Written problem -> Return every line in the items below that contains the string "blue", copied unchanged. Matching is case-sensitive.

---------- Dataset excerpts ----------

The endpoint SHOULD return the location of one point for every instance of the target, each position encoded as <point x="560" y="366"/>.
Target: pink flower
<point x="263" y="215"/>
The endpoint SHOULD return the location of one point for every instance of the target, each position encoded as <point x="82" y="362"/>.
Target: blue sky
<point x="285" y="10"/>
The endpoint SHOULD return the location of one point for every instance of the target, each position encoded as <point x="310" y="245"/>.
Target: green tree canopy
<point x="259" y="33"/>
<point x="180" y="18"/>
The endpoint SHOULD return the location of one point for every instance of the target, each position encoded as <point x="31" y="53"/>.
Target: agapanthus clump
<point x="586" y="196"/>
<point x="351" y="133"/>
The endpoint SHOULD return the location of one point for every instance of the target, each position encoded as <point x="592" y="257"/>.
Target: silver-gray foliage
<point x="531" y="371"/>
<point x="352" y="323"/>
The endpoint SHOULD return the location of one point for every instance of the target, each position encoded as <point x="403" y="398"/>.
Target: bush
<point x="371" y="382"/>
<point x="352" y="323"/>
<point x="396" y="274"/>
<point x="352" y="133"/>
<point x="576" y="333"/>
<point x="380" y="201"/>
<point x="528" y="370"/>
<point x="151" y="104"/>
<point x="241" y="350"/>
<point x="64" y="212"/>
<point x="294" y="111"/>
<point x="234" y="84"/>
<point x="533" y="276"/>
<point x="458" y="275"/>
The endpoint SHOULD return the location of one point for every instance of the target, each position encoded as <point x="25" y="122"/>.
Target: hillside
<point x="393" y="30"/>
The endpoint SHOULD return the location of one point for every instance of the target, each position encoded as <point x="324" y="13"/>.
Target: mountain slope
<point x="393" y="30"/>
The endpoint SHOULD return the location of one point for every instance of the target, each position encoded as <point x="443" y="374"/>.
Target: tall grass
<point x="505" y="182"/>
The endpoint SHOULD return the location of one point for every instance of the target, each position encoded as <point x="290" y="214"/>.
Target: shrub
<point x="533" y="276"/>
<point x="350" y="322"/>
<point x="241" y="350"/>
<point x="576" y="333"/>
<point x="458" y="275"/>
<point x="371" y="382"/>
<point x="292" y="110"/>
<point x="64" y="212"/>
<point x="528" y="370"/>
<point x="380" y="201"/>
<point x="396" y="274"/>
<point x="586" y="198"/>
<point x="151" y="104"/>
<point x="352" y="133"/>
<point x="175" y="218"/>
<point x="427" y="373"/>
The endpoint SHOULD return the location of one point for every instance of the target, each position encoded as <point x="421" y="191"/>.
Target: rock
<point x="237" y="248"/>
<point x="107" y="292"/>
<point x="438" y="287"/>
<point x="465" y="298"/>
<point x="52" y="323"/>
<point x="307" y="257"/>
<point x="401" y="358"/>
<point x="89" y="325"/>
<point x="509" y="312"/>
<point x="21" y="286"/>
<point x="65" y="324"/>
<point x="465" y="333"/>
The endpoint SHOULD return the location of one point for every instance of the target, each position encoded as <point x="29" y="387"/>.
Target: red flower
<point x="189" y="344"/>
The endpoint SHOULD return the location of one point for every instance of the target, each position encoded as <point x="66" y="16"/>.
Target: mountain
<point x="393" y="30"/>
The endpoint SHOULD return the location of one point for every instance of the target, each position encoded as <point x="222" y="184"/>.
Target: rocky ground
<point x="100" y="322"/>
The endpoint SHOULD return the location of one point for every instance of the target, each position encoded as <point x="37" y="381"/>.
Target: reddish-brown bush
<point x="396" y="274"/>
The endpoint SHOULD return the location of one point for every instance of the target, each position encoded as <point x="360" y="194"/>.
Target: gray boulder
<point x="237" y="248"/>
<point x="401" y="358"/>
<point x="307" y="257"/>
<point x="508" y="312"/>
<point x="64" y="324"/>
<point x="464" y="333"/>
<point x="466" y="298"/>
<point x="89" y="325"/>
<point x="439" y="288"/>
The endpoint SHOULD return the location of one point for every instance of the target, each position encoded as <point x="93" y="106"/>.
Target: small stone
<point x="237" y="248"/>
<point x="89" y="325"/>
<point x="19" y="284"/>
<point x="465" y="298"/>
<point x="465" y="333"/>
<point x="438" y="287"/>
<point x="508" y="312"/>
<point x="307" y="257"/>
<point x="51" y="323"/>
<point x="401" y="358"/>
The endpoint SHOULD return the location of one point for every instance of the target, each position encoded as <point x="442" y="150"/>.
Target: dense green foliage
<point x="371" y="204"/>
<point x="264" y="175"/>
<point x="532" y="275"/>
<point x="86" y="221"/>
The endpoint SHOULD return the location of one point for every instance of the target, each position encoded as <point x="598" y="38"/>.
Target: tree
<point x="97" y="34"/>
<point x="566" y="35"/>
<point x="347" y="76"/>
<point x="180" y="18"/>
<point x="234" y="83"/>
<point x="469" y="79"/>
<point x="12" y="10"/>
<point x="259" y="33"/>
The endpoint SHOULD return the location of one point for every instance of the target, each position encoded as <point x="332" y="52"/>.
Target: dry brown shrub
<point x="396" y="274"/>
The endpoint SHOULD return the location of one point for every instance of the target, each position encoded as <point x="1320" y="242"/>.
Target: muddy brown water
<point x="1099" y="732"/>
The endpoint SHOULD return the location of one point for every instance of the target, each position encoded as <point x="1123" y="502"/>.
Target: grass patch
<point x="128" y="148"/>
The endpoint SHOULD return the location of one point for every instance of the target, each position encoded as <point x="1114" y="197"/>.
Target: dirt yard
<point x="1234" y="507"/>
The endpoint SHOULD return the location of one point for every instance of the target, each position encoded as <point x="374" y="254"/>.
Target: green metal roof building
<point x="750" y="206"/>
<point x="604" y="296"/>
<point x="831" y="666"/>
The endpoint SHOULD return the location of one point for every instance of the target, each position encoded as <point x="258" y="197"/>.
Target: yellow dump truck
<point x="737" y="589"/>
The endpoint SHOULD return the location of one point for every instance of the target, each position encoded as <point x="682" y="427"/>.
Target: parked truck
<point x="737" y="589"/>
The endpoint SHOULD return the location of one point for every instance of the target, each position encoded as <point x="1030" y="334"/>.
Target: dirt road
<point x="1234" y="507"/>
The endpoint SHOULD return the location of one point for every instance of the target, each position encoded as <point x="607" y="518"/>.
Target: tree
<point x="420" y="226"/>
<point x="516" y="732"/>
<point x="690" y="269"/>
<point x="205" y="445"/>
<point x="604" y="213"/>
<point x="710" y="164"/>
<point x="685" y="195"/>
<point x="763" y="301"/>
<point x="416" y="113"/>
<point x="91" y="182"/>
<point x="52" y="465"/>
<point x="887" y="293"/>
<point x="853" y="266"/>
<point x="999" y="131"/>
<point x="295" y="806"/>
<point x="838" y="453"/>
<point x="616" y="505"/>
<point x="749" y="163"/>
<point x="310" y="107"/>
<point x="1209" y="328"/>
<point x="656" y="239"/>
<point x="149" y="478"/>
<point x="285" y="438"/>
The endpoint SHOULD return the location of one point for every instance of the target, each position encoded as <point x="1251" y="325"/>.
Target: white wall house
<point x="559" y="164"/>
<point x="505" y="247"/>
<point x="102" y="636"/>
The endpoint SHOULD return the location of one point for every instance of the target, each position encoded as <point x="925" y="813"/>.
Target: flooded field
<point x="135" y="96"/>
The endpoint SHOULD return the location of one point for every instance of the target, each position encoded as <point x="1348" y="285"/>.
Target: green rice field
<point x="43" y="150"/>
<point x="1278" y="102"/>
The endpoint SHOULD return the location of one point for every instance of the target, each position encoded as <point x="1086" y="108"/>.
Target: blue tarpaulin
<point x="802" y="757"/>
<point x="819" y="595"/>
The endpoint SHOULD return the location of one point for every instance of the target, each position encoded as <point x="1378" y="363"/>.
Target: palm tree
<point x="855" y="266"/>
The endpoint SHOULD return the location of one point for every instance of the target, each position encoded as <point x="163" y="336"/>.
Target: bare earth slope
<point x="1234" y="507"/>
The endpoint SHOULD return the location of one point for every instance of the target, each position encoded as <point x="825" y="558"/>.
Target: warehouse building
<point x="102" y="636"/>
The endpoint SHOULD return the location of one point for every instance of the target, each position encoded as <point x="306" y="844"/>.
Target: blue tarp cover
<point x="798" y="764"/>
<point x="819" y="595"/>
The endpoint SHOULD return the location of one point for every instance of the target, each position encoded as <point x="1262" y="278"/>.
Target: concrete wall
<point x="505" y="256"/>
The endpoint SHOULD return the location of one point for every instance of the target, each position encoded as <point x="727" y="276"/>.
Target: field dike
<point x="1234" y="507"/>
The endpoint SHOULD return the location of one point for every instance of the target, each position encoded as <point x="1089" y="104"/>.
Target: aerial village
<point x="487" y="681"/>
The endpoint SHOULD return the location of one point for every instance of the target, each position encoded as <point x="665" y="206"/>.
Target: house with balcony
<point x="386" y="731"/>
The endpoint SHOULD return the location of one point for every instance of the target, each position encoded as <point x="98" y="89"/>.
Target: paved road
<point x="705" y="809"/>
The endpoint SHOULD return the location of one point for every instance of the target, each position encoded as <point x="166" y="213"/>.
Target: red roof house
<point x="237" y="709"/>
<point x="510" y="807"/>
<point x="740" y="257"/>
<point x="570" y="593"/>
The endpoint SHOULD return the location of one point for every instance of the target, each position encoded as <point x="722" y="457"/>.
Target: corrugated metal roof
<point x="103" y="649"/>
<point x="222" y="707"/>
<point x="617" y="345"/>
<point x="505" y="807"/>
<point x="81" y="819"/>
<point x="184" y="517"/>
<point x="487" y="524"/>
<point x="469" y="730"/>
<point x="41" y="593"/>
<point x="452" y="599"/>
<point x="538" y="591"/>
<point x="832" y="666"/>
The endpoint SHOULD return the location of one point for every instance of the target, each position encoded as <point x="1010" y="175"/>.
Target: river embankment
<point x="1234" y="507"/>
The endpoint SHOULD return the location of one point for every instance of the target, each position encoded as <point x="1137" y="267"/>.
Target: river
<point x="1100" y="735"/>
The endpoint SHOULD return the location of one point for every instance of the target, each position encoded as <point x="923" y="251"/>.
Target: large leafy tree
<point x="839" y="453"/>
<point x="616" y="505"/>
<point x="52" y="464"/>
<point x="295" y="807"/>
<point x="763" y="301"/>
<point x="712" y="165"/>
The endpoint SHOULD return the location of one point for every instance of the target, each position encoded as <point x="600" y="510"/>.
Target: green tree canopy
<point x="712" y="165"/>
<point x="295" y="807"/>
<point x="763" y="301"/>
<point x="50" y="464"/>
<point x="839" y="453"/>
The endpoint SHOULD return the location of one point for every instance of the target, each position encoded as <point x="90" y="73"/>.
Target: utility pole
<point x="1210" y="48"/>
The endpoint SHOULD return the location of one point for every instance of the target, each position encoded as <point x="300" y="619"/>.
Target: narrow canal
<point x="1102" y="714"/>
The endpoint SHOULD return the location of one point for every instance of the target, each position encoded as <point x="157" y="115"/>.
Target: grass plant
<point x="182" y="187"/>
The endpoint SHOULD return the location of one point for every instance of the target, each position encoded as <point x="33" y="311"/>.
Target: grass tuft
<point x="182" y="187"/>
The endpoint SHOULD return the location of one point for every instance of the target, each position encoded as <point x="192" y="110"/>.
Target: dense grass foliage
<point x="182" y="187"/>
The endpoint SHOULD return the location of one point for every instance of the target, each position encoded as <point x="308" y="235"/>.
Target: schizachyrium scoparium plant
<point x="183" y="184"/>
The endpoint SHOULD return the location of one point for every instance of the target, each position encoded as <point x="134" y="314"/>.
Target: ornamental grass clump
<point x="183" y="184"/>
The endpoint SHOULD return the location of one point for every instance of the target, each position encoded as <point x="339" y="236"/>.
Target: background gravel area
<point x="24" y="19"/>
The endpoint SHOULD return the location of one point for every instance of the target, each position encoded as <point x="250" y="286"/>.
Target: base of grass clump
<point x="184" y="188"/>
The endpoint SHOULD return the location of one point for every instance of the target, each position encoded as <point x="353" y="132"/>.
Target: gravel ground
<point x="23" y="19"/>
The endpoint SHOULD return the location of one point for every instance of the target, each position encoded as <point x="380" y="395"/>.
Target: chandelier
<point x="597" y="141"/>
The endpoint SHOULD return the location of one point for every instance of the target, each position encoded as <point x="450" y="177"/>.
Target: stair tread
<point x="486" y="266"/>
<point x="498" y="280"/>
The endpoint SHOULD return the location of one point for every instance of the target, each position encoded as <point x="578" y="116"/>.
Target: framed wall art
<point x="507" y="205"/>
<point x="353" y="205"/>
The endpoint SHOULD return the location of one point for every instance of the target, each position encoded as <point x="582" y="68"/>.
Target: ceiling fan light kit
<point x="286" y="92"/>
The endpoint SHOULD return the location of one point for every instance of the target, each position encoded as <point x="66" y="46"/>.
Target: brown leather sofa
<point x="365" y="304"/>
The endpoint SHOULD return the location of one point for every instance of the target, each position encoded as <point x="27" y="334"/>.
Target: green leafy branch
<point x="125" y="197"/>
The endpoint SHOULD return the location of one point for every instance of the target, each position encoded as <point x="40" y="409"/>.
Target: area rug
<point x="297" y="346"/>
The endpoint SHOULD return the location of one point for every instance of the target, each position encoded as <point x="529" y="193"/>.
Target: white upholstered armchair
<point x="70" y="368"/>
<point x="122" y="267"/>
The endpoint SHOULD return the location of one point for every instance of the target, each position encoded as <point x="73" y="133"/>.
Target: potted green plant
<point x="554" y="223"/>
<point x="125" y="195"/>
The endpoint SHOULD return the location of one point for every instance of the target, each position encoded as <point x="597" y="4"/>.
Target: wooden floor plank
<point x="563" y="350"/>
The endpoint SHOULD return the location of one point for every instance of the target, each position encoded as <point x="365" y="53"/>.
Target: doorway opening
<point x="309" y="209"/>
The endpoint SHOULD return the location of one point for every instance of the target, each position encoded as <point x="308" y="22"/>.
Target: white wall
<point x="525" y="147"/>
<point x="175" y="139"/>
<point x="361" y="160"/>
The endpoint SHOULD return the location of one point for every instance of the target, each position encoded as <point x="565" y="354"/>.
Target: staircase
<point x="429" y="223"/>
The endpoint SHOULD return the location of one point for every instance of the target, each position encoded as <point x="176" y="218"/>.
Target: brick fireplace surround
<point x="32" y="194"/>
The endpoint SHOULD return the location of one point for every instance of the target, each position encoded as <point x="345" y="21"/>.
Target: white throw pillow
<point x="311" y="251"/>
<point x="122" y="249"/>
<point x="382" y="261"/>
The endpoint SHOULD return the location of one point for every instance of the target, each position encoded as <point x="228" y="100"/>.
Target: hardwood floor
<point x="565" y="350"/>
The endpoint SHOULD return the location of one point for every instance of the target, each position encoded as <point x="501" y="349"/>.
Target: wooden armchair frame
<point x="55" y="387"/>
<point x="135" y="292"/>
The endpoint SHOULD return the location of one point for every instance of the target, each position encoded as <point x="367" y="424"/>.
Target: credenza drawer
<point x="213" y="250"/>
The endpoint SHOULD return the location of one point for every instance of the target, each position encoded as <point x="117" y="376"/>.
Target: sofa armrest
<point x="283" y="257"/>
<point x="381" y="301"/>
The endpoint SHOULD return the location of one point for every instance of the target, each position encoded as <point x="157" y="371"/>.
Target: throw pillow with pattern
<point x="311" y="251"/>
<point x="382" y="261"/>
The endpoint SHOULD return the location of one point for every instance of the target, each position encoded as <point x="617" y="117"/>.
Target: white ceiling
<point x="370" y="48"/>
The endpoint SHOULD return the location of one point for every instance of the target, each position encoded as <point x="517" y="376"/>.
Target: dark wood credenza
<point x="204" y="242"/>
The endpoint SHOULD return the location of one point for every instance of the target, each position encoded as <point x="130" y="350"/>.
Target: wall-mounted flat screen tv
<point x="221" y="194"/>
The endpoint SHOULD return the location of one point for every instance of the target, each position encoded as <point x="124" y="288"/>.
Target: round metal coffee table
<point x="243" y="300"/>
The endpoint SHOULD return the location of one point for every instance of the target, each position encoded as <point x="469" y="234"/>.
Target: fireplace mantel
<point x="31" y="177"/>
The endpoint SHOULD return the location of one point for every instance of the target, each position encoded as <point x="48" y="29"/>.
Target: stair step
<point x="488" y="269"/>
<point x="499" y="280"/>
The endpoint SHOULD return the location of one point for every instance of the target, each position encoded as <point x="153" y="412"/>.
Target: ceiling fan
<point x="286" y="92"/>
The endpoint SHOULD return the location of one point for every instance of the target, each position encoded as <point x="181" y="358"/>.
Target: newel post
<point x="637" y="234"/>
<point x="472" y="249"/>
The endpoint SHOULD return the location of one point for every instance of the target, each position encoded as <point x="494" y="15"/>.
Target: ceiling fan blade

----------

Output for this exercise ->
Target: blue sky
Target: blue tarpaulin
Target: blue tarp cover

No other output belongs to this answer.